-- Start Input records --

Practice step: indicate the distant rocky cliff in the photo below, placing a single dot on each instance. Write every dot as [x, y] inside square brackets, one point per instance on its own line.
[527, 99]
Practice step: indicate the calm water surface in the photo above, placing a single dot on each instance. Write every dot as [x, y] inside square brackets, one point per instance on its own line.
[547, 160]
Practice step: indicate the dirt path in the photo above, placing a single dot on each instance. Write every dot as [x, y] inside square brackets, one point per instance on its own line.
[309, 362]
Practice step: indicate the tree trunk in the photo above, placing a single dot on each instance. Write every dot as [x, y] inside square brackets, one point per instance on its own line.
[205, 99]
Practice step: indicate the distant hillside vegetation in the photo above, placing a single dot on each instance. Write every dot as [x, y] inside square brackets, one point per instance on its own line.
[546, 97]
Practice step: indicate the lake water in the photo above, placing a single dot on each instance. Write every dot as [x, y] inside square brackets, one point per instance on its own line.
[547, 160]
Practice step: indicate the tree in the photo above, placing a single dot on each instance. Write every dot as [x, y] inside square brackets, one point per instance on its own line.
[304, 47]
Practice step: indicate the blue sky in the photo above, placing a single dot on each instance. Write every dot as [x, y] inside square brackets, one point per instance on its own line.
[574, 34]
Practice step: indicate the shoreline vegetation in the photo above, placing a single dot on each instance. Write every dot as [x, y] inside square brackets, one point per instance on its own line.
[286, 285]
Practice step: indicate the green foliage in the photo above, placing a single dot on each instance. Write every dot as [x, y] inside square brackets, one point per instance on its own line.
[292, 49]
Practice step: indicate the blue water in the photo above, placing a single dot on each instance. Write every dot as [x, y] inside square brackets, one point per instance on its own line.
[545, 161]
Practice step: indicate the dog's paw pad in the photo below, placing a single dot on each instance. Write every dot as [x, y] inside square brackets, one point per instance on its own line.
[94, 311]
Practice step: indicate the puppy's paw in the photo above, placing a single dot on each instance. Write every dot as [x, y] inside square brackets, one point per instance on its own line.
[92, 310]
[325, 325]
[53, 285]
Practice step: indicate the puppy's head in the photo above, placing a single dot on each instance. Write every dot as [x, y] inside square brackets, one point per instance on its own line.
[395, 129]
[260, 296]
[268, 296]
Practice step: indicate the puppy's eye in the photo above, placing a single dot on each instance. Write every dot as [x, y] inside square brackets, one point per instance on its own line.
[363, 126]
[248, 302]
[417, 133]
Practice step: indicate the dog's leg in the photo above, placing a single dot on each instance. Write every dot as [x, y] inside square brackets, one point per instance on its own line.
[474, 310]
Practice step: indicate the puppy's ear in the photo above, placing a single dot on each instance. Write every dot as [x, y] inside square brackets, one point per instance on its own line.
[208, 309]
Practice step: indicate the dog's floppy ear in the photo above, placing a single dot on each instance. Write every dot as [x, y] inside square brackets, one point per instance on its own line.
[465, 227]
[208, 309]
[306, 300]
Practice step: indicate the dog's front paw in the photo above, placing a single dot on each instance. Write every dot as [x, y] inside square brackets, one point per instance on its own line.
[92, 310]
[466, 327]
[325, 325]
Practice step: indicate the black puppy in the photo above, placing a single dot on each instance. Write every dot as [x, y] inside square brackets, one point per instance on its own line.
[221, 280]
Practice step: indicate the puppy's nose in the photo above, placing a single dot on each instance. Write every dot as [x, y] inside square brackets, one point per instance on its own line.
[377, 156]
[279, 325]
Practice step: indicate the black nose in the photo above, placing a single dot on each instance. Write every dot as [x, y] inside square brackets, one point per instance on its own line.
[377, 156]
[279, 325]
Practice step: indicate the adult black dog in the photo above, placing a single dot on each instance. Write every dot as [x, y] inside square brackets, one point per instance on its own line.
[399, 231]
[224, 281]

-- End Input records --

*Prompt*: Repeat all of the records above word for word, in the same order.

*Expected answer*:
Practice step: indicate the distant rocky cliff in the photo below, placing a single dot on each instance. Write every dot as [x, y] inside square brackets, one point per instance on its own line.
[527, 99]
Practice step: indicate the calm water surface in the photo above, placing a single dot on each instance. Write every dot as [x, y] inside square brackets, one point per instance on its own line.
[547, 160]
Practice step: indicate the dirt path in the photo above, placing a single dot on each instance. Write every dot as [x, y] inside square brackets, one point per instance on its own line.
[309, 362]
Practice step: indicate the tree trunk in the photo above, placing a single dot on each instance. Write every dot as [x, y] inside square brackets, one point per instance on its own line.
[205, 99]
Practice step: indicate the distant hillside vegetation in the photo above, placing a single dot on each instance. Write every dot as [x, y] inside square brackets, one point per instance on its own line.
[546, 97]
Practice step: indicate the lake water in the photo above, placing a single dot on each instance. Write every dot as [x, y] inside square brackets, one point per instance on its own line.
[547, 160]
Practice step: indicate the tree in the photo above, placing a single dot on each instance. Write every dot as [x, y] inside square brackets, one point per instance on its own line.
[304, 47]
Practice step: indicate the blue sky in the photo above, placing a single dot on each instance. Write every dot as [x, y] inside square brackets, one point per instance on its own line.
[574, 34]
Practice step: indicate the shoreline vegetation in the photo above, placing a single dot on each instance. Write every dot as [x, y] inside square brackets, one point per instance on its own line.
[286, 285]
Practice step: indicate the green foliage in the photo above, placing a single dot on each instance. Write every dot as [x, y] inside square brackets, one point per instance on its own line.
[292, 49]
Practice step: indicate the blue water in the photo above, placing a single dot on each instance. Write every dot as [x, y] inside square brackets, one point per instance on its own line.
[545, 161]
Practice step: indicate the dog's paw pad in the photo below, placing a single dot on each instance. Write every dot as [x, y] inside square brackets, one point per instance on its own line.
[94, 311]
Practice step: indicate the puppy's paw in the photo above, placing a single dot on each instance. Write every dot as [x, y] inside square brackets, one point per instance on its own line.
[92, 310]
[325, 325]
[53, 285]
Practice step: indicate the puppy's head in the photo above, placing a single dot on each instance. Write every dot as [x, y] inside square brackets, one point per instance on its own line.
[395, 129]
[260, 296]
[268, 296]
Practice step: indicate the puppy's eye in the photo above, placing a single dot on each instance. Write every dot as [x, y] inside square brackets, one point per instance on its own line.
[363, 126]
[248, 302]
[417, 133]
Practice step: indicate the dog's leg in the photo above, placing a single dot on each instance. Write every dot as [x, y] inside square brackets, one point per instance on its own line.
[474, 310]
Practice step: indicate the puppy's ear in the photo above, placing a single dot on each instance. Write every dot as [x, y] inside square brackets, one point per instance on its own line.
[208, 309]
Practice step: indicate the dog's floppy ear in the photo above, placing a single dot on each instance. Write every dot as [x, y] inside square brackets, one point per instance on its own line.
[465, 227]
[208, 309]
[306, 300]
Practice step: indicate the dog's front paw in the photo above, placing a single dot on each instance. Write every dot as [x, y] inside square brackets, one point per instance on its own line.
[92, 310]
[466, 327]
[325, 325]
Practice step: indicate the black puppy in the photo above, placing a single dot on each instance. Write every dot as [x, y] inside square brackets, one point per instance on its own line.
[221, 280]
Practice step: indicate the puppy's nose in the photo above, placing a single dot on each instance. Write every dot as [x, y] inside square brackets, one point per instance on its own line.
[377, 156]
[279, 325]
Practice step: indicate the black nose in the photo above, placing a single dot on each instance. Write every dot as [x, y] inside square brackets, one point per instance on its own line.
[377, 156]
[279, 325]
Practice step: indicate the adult black dog in the photo above, placing a single dot on each instance. Write every dot as [x, y] inside square brackets, one point per instance on its own line.
[399, 231]
[224, 281]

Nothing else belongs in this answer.